◆ **Requirement**:
Rewrite the text on Chip-and-PIN adoption between "Without consumer pressure" and "kind of incentive).", inclusive, changing "brands" to "card networks" throughout.

◆ **Extracted text**:
■ ■ ■

Without consumer pressure on the issuing banks, it’s unlikely the brands and the banks will make the move to EMV on their own. PCI could force the change, but the brands still have huge control over PCI so that’s not likely to happen against the will of the brands. Wal-Mart’s lobbyists are trying to push Congress and federal regulators to get involved because, in a process of elimination, that’s probably the best shot to get Chip-and-PIN action any time soon. “Regulation is one way,” Henry said.

Editor’s Note:

How likely is federal action? Well, there are two types of federal action: legislative (make it a law to adopt—or to strongly encourage—Chip-and-PIN) and administrative policy (such as a procedural change from Treasury or Commerce that would provide the same kind of incentive).

Oddly enough, Wal-Mart’s Henry points to some recent legislative activity (the financial overhaul bill, just passed by the Senate and expected to be signed into law this summer) as perhaps giving the card brands some incentives to move to Chip-and-PIN. The rationale is that the new law will make it harder to increase interchange fees, which will mean that the brands might have to absorb more of the risk costs. That in turn, Henry argues, will make the brands more open to the more secure Chip-and-PIN approach.

■ ■ ■

◆ **Data shown**:
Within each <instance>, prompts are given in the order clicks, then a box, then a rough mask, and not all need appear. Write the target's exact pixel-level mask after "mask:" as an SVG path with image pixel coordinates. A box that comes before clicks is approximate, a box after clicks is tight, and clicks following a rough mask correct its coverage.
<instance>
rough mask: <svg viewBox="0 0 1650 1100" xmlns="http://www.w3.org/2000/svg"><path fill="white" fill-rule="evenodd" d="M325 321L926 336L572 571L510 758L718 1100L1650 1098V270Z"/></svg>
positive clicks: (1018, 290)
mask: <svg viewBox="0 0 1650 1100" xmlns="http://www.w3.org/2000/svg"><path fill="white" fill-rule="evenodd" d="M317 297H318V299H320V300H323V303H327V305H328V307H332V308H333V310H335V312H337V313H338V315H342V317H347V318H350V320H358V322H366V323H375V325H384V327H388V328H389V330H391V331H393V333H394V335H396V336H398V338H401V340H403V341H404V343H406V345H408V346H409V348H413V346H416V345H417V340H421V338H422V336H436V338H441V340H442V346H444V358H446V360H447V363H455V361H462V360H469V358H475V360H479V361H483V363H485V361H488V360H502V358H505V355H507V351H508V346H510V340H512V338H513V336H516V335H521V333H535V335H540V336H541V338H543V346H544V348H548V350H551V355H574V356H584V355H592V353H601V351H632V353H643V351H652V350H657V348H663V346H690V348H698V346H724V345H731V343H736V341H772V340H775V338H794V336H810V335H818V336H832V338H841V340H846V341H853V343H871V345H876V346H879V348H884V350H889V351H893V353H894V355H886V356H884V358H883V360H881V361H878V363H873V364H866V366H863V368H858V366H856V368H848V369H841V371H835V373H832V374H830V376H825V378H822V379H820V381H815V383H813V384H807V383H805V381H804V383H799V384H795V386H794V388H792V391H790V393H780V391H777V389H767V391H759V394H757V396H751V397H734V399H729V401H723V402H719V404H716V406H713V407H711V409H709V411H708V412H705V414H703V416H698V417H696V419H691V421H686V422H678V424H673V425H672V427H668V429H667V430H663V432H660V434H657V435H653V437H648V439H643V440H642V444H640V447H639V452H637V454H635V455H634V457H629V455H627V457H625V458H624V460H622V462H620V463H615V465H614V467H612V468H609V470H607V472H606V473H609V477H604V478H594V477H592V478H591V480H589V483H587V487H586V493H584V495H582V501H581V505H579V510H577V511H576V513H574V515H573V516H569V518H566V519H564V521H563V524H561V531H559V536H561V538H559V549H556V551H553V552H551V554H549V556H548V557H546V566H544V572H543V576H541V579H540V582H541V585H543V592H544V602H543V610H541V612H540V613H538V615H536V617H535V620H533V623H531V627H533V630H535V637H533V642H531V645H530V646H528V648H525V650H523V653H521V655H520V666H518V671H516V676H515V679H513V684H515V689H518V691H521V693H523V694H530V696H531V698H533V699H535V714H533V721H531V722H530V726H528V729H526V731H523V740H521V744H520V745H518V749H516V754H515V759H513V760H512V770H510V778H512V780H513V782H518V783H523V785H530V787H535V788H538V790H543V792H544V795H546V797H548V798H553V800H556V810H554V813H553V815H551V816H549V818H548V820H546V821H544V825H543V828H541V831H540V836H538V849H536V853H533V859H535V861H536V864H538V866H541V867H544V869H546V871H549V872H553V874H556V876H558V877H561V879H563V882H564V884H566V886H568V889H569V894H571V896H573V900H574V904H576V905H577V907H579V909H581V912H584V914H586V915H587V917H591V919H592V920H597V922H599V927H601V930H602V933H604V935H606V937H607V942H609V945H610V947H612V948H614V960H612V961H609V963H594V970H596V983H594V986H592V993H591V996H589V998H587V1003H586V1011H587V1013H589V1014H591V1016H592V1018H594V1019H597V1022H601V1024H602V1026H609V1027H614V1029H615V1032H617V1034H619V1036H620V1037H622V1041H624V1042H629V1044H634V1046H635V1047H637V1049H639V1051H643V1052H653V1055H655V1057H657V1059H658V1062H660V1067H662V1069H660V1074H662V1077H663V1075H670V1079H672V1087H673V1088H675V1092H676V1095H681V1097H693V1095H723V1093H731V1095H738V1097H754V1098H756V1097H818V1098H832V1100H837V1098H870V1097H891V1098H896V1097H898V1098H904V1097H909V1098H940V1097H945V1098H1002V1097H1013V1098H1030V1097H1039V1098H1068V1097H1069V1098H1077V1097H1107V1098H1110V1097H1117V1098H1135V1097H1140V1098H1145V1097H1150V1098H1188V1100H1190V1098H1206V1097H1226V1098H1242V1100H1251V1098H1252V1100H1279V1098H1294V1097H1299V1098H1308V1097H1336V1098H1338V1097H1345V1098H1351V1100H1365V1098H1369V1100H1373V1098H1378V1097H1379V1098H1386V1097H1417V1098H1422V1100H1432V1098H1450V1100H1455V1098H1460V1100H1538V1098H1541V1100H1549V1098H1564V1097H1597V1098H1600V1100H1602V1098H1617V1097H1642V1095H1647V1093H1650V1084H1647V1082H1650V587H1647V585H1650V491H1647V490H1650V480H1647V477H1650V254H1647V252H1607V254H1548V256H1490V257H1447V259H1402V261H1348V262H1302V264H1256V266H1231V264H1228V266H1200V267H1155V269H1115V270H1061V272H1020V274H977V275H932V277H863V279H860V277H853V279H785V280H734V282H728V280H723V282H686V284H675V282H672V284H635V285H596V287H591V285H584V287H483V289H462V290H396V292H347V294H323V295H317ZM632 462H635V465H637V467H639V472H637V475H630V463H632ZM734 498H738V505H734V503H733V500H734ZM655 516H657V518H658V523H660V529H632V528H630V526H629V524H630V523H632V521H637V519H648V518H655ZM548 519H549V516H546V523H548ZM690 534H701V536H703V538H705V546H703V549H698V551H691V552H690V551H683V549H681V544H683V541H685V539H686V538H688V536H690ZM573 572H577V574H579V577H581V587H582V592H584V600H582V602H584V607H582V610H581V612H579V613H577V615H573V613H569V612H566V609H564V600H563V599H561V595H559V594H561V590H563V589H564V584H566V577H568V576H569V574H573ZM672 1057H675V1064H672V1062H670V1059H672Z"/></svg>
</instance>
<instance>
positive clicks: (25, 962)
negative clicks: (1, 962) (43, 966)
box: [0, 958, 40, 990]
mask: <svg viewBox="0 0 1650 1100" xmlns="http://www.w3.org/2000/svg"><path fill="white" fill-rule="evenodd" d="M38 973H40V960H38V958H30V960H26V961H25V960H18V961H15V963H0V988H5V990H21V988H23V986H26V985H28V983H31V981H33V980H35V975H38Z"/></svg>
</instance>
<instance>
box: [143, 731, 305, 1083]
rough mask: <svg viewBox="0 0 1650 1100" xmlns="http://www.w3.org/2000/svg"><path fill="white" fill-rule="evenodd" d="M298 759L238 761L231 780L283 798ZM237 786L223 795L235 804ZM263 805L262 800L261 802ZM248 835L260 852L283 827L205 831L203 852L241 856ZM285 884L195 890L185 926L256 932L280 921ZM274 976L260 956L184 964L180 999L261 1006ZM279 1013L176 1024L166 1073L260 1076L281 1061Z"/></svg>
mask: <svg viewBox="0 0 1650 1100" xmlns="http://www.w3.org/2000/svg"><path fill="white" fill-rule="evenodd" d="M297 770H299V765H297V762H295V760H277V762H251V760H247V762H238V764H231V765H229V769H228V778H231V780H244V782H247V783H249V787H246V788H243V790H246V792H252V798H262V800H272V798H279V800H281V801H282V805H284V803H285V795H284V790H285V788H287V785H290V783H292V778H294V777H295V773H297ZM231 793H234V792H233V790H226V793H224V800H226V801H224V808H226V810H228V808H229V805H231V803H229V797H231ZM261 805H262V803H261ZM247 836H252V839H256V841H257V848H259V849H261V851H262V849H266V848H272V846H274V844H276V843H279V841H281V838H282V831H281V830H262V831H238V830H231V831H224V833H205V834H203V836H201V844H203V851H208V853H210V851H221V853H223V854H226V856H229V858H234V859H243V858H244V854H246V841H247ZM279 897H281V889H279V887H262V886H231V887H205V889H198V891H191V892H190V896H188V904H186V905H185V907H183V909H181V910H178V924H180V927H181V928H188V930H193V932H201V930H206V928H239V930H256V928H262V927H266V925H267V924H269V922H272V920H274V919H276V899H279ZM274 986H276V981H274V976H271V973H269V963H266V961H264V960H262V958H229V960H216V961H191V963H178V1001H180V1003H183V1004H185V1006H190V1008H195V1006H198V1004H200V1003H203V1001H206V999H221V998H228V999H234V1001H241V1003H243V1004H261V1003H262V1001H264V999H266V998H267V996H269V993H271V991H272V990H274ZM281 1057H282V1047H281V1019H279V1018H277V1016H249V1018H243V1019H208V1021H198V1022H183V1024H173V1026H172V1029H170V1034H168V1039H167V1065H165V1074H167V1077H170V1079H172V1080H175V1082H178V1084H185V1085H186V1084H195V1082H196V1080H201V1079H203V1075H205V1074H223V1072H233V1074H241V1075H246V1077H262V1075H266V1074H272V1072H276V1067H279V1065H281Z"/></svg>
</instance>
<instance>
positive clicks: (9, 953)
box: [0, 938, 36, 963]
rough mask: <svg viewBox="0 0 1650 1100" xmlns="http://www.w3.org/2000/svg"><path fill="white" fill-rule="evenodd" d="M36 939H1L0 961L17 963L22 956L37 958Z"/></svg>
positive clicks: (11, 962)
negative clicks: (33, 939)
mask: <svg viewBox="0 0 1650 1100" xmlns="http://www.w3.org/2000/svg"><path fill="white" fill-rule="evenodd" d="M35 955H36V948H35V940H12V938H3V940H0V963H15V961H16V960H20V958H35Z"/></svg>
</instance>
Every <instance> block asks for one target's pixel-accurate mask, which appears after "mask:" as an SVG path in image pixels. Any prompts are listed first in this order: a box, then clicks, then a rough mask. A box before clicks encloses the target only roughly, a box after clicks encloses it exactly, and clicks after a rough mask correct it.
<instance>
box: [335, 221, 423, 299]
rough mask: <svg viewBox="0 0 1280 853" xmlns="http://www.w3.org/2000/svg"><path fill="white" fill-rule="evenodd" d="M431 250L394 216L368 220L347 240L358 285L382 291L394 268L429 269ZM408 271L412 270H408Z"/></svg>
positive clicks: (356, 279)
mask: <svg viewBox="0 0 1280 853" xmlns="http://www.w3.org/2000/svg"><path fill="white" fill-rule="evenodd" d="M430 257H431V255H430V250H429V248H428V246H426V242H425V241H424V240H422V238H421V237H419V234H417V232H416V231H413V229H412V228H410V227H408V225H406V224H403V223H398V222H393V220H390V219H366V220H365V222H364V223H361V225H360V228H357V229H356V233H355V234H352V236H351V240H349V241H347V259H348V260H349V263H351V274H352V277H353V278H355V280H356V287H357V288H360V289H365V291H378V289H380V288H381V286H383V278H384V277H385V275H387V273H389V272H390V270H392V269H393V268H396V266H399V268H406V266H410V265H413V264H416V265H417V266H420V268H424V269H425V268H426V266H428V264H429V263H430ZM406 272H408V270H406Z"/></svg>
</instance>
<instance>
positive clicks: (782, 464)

■ ■ ■

◆ **Solution for this task**:
Without consumer pressure on the issuing banks, it’s unlikely the card networks and the banks will make the move to EMV on their own. PCI could force the change, but the card networks still have huge control over PCI so that’s not likely to happen against the will of the card networks. Wal-Mart’s lobbyists are trying to push Congress and federal regulators to get involved because, in a process of elimination, that’s probably the best shot to get Chip-and-PIN action any time soon. “Regulation is one way,” Henry said.

Editor’s Note:

How likely is federal action? Well, there are two types of federal action: legislative (make it a law to adopt—or to strongly encourage—Chip-and-PIN) and administrative policy (such as a procedural change from Treasury or Commerce that would provide the same kind of incentive).